What is expected: Express every line below as a JSON list of strings, one string per line, leaving out blank lines.

Records for processing:

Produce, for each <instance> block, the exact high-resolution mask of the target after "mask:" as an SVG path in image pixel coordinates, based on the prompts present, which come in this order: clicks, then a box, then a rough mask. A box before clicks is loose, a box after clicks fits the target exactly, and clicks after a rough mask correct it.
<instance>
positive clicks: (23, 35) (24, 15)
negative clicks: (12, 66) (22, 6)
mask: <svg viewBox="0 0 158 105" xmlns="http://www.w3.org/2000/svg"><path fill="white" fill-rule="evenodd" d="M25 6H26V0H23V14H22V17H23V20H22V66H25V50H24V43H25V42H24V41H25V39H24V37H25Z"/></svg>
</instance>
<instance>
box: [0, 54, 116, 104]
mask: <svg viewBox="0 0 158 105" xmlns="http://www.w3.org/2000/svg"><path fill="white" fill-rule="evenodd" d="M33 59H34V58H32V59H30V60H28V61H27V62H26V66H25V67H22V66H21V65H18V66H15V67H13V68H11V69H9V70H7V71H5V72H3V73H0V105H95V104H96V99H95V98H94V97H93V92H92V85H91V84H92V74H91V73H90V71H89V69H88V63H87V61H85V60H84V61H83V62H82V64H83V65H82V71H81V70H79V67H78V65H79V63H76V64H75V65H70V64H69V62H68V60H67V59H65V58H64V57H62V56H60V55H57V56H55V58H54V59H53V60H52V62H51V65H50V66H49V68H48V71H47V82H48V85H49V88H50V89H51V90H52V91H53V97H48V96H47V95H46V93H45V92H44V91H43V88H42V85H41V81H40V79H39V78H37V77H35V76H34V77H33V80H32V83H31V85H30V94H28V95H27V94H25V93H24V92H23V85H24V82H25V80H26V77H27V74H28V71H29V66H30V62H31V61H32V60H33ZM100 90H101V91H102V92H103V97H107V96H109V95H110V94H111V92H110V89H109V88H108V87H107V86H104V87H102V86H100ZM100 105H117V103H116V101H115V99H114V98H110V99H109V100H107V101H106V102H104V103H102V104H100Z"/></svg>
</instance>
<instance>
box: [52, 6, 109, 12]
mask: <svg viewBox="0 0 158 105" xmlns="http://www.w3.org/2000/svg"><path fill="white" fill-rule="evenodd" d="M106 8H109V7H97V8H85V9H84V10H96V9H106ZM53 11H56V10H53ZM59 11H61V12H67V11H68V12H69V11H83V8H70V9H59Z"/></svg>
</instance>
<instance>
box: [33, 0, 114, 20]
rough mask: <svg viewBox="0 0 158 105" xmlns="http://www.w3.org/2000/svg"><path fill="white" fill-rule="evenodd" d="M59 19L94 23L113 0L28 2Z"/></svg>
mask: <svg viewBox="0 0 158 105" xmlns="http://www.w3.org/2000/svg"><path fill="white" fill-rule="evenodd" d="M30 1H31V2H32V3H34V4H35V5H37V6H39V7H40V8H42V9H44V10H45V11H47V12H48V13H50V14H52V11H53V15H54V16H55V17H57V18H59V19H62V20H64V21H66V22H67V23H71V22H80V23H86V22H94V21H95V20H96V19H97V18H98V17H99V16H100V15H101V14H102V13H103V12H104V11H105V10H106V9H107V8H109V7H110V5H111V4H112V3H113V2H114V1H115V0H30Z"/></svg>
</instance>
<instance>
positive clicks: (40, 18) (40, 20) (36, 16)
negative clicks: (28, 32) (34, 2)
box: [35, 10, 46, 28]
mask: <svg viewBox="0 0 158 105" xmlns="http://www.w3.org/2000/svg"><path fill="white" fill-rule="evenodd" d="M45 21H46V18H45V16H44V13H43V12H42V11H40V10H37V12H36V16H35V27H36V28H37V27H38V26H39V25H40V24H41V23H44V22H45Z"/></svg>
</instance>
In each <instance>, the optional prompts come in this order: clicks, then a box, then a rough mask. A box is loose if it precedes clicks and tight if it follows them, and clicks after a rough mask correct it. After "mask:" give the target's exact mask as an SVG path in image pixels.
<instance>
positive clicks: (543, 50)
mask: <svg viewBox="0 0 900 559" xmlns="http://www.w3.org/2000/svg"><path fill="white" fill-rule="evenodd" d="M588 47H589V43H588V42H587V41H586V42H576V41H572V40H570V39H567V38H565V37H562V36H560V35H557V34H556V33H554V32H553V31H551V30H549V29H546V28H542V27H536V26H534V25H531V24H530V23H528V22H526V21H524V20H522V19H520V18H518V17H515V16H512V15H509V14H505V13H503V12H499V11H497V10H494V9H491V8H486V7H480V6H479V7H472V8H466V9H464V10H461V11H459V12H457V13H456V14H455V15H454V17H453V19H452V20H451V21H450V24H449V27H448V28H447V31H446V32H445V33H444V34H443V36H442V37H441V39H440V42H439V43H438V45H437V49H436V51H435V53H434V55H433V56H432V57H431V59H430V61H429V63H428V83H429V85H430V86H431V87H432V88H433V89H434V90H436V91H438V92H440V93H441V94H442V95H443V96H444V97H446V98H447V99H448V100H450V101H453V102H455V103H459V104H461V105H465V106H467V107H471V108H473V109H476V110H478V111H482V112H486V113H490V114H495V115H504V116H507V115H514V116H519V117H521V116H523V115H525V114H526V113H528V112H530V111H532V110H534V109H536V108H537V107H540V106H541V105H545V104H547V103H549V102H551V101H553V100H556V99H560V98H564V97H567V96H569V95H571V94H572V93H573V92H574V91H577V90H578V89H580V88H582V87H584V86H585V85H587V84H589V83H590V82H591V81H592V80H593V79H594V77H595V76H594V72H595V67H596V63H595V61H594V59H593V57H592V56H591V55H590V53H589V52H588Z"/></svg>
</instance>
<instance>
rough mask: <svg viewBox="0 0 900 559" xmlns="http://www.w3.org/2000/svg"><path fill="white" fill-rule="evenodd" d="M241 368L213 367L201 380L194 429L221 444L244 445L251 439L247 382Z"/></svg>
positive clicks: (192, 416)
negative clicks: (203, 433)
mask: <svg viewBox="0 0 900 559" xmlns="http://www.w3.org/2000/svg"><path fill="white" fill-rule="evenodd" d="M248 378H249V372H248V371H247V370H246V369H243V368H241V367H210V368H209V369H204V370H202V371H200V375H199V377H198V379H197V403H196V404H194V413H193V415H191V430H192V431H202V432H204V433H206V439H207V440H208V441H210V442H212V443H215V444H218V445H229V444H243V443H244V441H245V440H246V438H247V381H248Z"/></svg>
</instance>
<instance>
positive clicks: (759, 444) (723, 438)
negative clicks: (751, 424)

Answer space:
[
  "Produce, for each <instance> block, the exact high-resolution mask of the target after \"mask:\" as an SVG path in image pixel coordinates, based on the prompts present, which come in this order: clicks, then a box, then a rough mask. A box before clicks is loose, a box after clicks fits the target exactly, and clicks after a rough mask correct it.",
  "<instance>",
  "positive clicks: (23, 35) (24, 15)",
  "negative clicks: (12, 66) (22, 6)",
  "mask: <svg viewBox=\"0 0 158 105\" xmlns=\"http://www.w3.org/2000/svg\"><path fill=\"white\" fill-rule=\"evenodd\" d=\"M25 6H26V0H23V14H22V17H23V20H22V66H25V50H24V43H25V42H24V41H25V39H24V37H25Z\"/></svg>",
  "</instance>",
  "<instance>",
  "box: [0, 54, 116, 104]",
  "mask: <svg viewBox=\"0 0 158 105\" xmlns=\"http://www.w3.org/2000/svg\"><path fill=\"white\" fill-rule=\"evenodd\" d=\"M33 59H34V58H32V59H30V60H28V61H27V62H26V66H25V67H22V66H21V65H18V66H15V67H13V68H11V69H9V70H7V71H5V72H3V73H0V105H95V104H96V99H95V98H94V97H93V92H92V85H91V84H92V74H91V73H90V71H89V69H88V63H87V61H85V60H84V61H83V62H82V64H83V65H82V71H81V70H79V67H78V65H79V63H76V64H75V65H70V64H69V62H68V60H67V59H65V58H64V57H62V56H60V55H57V56H55V58H54V59H53V60H52V62H51V65H50V66H49V68H48V71H47V82H48V85H49V88H50V89H51V90H52V91H53V97H48V96H47V95H46V93H45V92H44V91H43V88H42V85H41V81H40V79H39V78H37V77H35V76H34V77H33V80H32V83H31V85H30V94H28V95H27V94H25V93H24V92H23V85H24V82H25V80H26V77H27V74H28V71H29V66H30V62H31V61H32V60H33ZM100 90H101V91H102V92H103V97H107V96H109V95H110V94H111V92H110V89H109V88H108V87H107V86H104V87H102V86H100ZM100 105H117V103H116V101H115V99H114V98H110V99H109V100H107V101H106V102H104V103H102V104H100Z\"/></svg>",
  "</instance>",
  "<instance>",
  "box: [52, 6, 109, 12]",
  "mask: <svg viewBox=\"0 0 158 105\" xmlns=\"http://www.w3.org/2000/svg\"><path fill=\"white\" fill-rule=\"evenodd\" d=\"M106 8H109V7H97V8H85V9H84V10H96V9H106ZM53 11H56V10H53ZM59 11H61V12H67V11H68V12H69V11H83V8H70V9H59Z\"/></svg>",
  "</instance>",
  "<instance>",
  "box: [33, 0, 114, 20]",
  "rough mask: <svg viewBox=\"0 0 158 105\" xmlns=\"http://www.w3.org/2000/svg\"><path fill=\"white\" fill-rule=\"evenodd\" d=\"M59 19L94 23L113 0L28 2Z\"/></svg>",
  "mask: <svg viewBox=\"0 0 158 105\" xmlns=\"http://www.w3.org/2000/svg\"><path fill=\"white\" fill-rule=\"evenodd\" d=\"M30 1H31V2H32V3H34V4H35V5H37V6H39V7H40V8H42V9H44V10H45V11H47V12H48V13H50V14H52V11H53V15H54V16H55V17H57V18H59V19H62V20H64V21H66V22H67V23H71V22H80V23H86V22H94V21H95V20H96V19H97V18H98V17H99V16H100V15H101V14H102V13H103V12H104V11H105V10H106V9H107V8H109V7H110V5H111V4H112V3H113V2H114V1H115V0H30Z\"/></svg>",
  "</instance>",
  "<instance>",
  "positive clicks: (40, 18) (40, 20) (36, 16)",
  "negative clicks: (28, 32) (34, 2)",
  "box: [35, 10, 46, 28]",
  "mask: <svg viewBox=\"0 0 158 105\" xmlns=\"http://www.w3.org/2000/svg\"><path fill=\"white\" fill-rule=\"evenodd\" d=\"M45 21H46V18H45V16H44V13H43V12H42V11H40V10H37V12H36V16H35V27H36V28H37V27H38V26H39V25H40V24H41V23H44V22H45Z\"/></svg>",
  "</instance>",
  "In each <instance>, the optional prompts come in this order: clicks, then a box, then a rough mask. A box is loose if it precedes clicks and tight if it follows them, and clicks after a rough mask correct it. After \"mask:\" give the target's exact mask as an SVG path in image pixels.",
  "<instance>",
  "positive clicks: (543, 50)",
  "mask: <svg viewBox=\"0 0 900 559\" xmlns=\"http://www.w3.org/2000/svg\"><path fill=\"white\" fill-rule=\"evenodd\" d=\"M588 47H589V43H588V42H587V41H586V42H576V41H572V40H570V39H567V38H565V37H562V36H560V35H557V34H556V33H554V32H553V31H551V30H549V29H546V28H542V27H536V26H534V25H531V24H530V23H528V22H526V21H524V20H522V19H520V18H518V17H515V16H512V15H509V14H505V13H503V12H499V11H497V10H494V9H491V8H486V7H480V6H479V7H472V8H466V9H464V10H461V11H459V12H457V13H456V14H455V15H454V17H453V19H452V20H451V21H450V24H449V27H448V28H447V31H446V32H445V33H444V34H443V36H442V37H441V39H440V42H439V43H438V45H437V49H436V51H435V53H434V55H433V56H432V57H431V59H430V61H429V63H428V83H429V85H430V86H431V87H432V88H433V89H434V90H436V91H438V92H440V93H441V94H442V95H443V96H444V97H446V98H447V99H448V100H450V101H453V102H455V103H459V104H461V105H465V106H467V107H471V108H473V109H476V110H478V111H482V112H486V113H490V114H495V115H504V116H507V115H514V116H519V117H521V116H523V115H525V114H526V113H528V112H530V111H532V110H534V109H536V108H537V107H540V106H541V105H545V104H547V103H549V102H551V101H553V100H556V99H560V98H564V97H567V96H569V95H571V94H572V93H573V92H574V91H577V90H578V89H580V88H582V87H584V86H585V85H587V84H589V83H590V82H591V81H592V80H593V79H594V77H595V76H594V72H595V67H596V63H595V61H594V59H593V57H592V56H591V55H590V53H589V52H588Z\"/></svg>",
  "</instance>",
  "<instance>",
  "rough mask: <svg viewBox=\"0 0 900 559\" xmlns=\"http://www.w3.org/2000/svg\"><path fill=\"white\" fill-rule=\"evenodd\" d=\"M241 368L213 367L201 380L194 429L221 444L244 445L251 439L247 382Z\"/></svg>",
  "positive clicks: (192, 416)",
  "negative clicks: (203, 433)",
  "mask: <svg viewBox=\"0 0 900 559\" xmlns=\"http://www.w3.org/2000/svg\"><path fill=\"white\" fill-rule=\"evenodd\" d=\"M248 378H249V372H248V371H247V370H246V369H243V368H241V367H210V368H209V369H204V370H202V371H200V375H199V377H198V379H197V403H196V404H194V413H193V415H191V430H192V431H202V432H204V433H206V439H207V440H208V441H210V442H212V443H215V444H218V445H229V444H243V443H244V441H245V440H246V438H247V381H248Z\"/></svg>",
  "</instance>",
  "<instance>",
  "positive clicks: (759, 444) (723, 438)",
  "negative clicks: (751, 424)"
]